[Records]
────────────────

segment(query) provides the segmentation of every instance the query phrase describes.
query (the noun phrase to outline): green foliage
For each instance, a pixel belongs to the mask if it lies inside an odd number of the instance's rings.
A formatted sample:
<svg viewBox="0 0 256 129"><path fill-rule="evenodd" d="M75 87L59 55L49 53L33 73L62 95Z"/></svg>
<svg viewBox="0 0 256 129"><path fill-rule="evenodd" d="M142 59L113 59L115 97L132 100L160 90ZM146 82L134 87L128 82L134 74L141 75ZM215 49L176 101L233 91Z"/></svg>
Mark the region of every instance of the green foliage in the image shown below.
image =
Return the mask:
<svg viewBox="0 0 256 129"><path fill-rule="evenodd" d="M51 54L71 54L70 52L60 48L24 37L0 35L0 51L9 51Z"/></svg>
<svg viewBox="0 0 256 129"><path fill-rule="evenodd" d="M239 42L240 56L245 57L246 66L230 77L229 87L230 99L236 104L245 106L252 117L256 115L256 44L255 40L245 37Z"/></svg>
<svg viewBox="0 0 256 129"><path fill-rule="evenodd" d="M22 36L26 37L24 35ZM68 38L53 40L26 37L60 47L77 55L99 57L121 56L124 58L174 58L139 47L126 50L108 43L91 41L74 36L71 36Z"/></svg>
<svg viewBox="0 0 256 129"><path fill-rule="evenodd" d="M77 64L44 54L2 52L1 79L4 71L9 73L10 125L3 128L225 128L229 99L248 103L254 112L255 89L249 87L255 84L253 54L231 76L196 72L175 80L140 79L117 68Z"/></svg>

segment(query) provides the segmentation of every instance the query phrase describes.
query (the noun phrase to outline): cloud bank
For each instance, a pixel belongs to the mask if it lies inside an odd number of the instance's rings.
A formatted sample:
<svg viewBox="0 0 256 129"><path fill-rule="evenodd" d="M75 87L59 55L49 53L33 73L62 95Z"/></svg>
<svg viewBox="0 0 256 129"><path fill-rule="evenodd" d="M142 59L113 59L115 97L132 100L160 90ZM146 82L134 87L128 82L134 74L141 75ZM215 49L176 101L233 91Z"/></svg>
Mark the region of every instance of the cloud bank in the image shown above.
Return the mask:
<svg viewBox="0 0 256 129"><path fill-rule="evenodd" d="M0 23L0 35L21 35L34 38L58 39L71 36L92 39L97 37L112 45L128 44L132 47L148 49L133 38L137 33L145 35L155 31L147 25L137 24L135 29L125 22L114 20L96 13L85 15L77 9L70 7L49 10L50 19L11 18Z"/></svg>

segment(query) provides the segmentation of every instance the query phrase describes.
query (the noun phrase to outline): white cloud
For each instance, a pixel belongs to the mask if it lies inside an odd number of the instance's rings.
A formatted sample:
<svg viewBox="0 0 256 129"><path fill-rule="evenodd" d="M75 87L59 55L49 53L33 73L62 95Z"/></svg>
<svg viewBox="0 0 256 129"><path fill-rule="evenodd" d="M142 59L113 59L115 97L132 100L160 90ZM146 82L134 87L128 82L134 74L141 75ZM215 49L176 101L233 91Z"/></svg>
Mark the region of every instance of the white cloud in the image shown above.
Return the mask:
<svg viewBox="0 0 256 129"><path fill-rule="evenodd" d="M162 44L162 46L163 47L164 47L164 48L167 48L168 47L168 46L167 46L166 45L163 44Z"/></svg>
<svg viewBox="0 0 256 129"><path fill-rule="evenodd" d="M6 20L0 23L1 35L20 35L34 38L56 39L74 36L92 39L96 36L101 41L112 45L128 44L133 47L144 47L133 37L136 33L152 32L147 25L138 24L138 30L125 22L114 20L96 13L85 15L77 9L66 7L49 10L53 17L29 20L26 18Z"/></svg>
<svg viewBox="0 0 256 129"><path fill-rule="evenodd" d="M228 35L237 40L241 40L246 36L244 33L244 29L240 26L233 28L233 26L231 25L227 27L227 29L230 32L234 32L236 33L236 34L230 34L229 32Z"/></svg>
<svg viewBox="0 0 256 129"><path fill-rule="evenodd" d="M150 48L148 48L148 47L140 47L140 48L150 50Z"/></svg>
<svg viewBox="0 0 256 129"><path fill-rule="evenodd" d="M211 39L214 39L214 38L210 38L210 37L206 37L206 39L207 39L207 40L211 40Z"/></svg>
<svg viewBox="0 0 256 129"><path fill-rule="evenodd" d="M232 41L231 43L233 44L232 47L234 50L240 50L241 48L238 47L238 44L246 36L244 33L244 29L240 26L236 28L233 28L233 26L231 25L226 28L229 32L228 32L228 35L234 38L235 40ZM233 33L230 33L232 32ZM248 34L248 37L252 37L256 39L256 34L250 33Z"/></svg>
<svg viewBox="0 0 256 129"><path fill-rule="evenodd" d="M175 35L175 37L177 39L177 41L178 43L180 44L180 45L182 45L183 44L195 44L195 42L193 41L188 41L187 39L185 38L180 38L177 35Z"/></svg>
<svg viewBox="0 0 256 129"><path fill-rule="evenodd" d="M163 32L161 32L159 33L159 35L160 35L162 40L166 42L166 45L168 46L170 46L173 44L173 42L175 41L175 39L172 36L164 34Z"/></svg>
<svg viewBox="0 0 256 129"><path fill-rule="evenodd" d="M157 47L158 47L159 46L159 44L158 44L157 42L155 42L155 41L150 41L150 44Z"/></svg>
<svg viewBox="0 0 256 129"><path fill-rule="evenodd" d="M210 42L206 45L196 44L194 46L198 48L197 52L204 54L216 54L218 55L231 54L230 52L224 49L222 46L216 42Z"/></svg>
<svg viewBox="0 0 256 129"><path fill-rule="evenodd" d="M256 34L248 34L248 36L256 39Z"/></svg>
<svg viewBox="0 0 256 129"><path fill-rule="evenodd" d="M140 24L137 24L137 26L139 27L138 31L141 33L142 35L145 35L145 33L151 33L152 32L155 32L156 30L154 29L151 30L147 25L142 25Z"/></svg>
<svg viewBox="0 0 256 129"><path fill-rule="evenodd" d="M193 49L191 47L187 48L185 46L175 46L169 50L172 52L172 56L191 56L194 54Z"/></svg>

────────────────

Present the records above as a numbered list, leaving out any blank lines.

1. segment(query) provides the segmentation of every instance the query phrase describes.
2. query (the noun phrase to outline): green foliage
3. For each instance, a pixel belongs to the mask if it lies inside an odd number of the instance's rings.
4. A formatted sample:
5. <svg viewBox="0 0 256 129"><path fill-rule="evenodd" d="M75 87L59 55L49 53L33 73L62 95Z"/></svg>
6. <svg viewBox="0 0 256 129"><path fill-rule="evenodd" d="M142 59L113 59L115 97L132 100L160 90ZM146 82L134 87L128 82L134 74L141 75ZM215 49L176 101L233 91Z"/></svg>
7. Mark the region of every instance of the green foliage in the image shown below.
8. image =
9. Return the mask:
10. <svg viewBox="0 0 256 129"><path fill-rule="evenodd" d="M51 54L71 54L70 52L60 48L24 37L0 35L0 51L9 51Z"/></svg>
11. <svg viewBox="0 0 256 129"><path fill-rule="evenodd" d="M239 42L240 56L245 57L246 66L230 77L229 87L230 99L236 104L245 106L252 117L256 115L256 44L255 40L245 37Z"/></svg>
12. <svg viewBox="0 0 256 129"><path fill-rule="evenodd" d="M22 36L26 37L24 35ZM68 38L53 40L26 37L60 47L77 55L99 57L121 56L124 58L174 58L139 47L126 50L108 43L91 41L74 36L71 36Z"/></svg>
13. <svg viewBox="0 0 256 129"><path fill-rule="evenodd" d="M77 64L44 54L2 52L1 79L4 71L9 73L10 125L3 128L225 128L229 99L248 103L254 112L255 89L249 87L255 84L253 54L231 76L196 72L175 80L140 79L117 68Z"/></svg>
14. segment(query) provides the segmentation of every instance the query phrase describes.
15. query (the noun phrase to outline): cloud bank
16. For each instance, a pixel belongs to the mask if it lies inside an odd number of the instance's rings.
17. A formatted sample:
18. <svg viewBox="0 0 256 129"><path fill-rule="evenodd" d="M75 87L59 55L49 53L33 73L62 95Z"/></svg>
19. <svg viewBox="0 0 256 129"><path fill-rule="evenodd" d="M142 59L113 59L115 97L132 100L160 90ZM146 82L134 87L128 82L134 74L141 75ZM215 49L176 101L233 91Z"/></svg>
20. Mark the region of every instance of the cloud bank in the image shown above.
21. Return the mask:
22. <svg viewBox="0 0 256 129"><path fill-rule="evenodd" d="M0 23L0 35L21 35L34 38L58 39L71 36L92 39L97 37L112 45L128 44L132 47L148 49L133 38L137 33L145 35L155 31L147 25L137 24L135 29L125 22L114 20L96 13L85 15L77 9L70 7L49 10L50 19L11 18Z"/></svg>
23. segment(query) provides the segmentation of every instance the query phrase describes.
24. query (the noun phrase to outline): white cloud
25. For each instance, a pixel belongs to the mask if it lies inside an odd number of the instance's rings.
26. A formatted sample:
27. <svg viewBox="0 0 256 129"><path fill-rule="evenodd" d="M75 87L59 55L49 53L33 73L62 95Z"/></svg>
28. <svg viewBox="0 0 256 129"><path fill-rule="evenodd" d="M142 59L113 59L115 97L132 100L160 90ZM146 82L134 87L128 82L134 74L141 75ZM215 49L176 101L233 91Z"/></svg>
29. Mark the region of every instance of the white cloud in the image shown above.
30. Return the mask:
31. <svg viewBox="0 0 256 129"><path fill-rule="evenodd" d="M162 44L162 46L163 47L164 47L164 48L167 48L168 47L168 46L167 46L166 45L163 44Z"/></svg>
32. <svg viewBox="0 0 256 129"><path fill-rule="evenodd" d="M6 20L0 23L1 35L20 35L34 38L56 39L74 36L92 39L96 36L101 41L112 45L128 44L133 47L144 47L133 37L136 33L152 32L147 25L138 24L138 30L125 22L114 20L96 13L85 15L77 9L66 7L49 10L53 17L29 20L26 18Z"/></svg>
33. <svg viewBox="0 0 256 129"><path fill-rule="evenodd" d="M228 35L237 40L241 40L246 36L244 33L244 29L240 26L233 28L233 26L231 25L227 27L227 29L230 32L234 32L236 33L236 34L230 34L229 32Z"/></svg>
34. <svg viewBox="0 0 256 129"><path fill-rule="evenodd" d="M150 48L148 48L148 47L140 47L140 48L150 50Z"/></svg>
35. <svg viewBox="0 0 256 129"><path fill-rule="evenodd" d="M211 39L214 39L214 38L210 38L210 37L206 37L206 39L207 39L207 40L211 40Z"/></svg>
36. <svg viewBox="0 0 256 129"><path fill-rule="evenodd" d="M232 41L231 43L233 44L232 47L234 50L240 50L241 48L238 47L238 44L246 36L244 33L244 29L240 26L236 28L233 28L233 26L231 25L226 28L229 32L228 32L228 35L234 38L235 40ZM233 33L230 33L232 32ZM248 34L248 37L252 37L256 39L256 34L250 33Z"/></svg>
37. <svg viewBox="0 0 256 129"><path fill-rule="evenodd" d="M175 35L175 37L177 39L177 41L178 43L180 44L180 45L182 45L183 44L195 44L195 42L193 41L188 41L187 39L185 38L180 38L177 35Z"/></svg>
38. <svg viewBox="0 0 256 129"><path fill-rule="evenodd" d="M163 32L161 32L159 33L159 35L160 35L162 40L166 42L166 45L168 46L170 46L173 44L173 42L175 41L175 39L172 36L164 34Z"/></svg>
39. <svg viewBox="0 0 256 129"><path fill-rule="evenodd" d="M157 47L158 47L159 46L159 44L158 44L157 42L155 42L155 41L150 41L150 44Z"/></svg>
40. <svg viewBox="0 0 256 129"><path fill-rule="evenodd" d="M210 42L206 45L196 44L194 46L198 48L197 52L204 54L216 54L218 55L231 54L230 52L224 49L222 46L216 42Z"/></svg>
41. <svg viewBox="0 0 256 129"><path fill-rule="evenodd" d="M256 34L248 34L248 36L256 39Z"/></svg>
42. <svg viewBox="0 0 256 129"><path fill-rule="evenodd" d="M140 24L137 24L137 26L139 27L138 31L141 33L142 35L145 35L145 33L151 33L152 32L155 32L156 30L154 29L151 30L147 25L142 25Z"/></svg>
43. <svg viewBox="0 0 256 129"><path fill-rule="evenodd" d="M193 49L191 47L187 48L185 46L175 46L169 50L172 52L172 56L191 56L194 54Z"/></svg>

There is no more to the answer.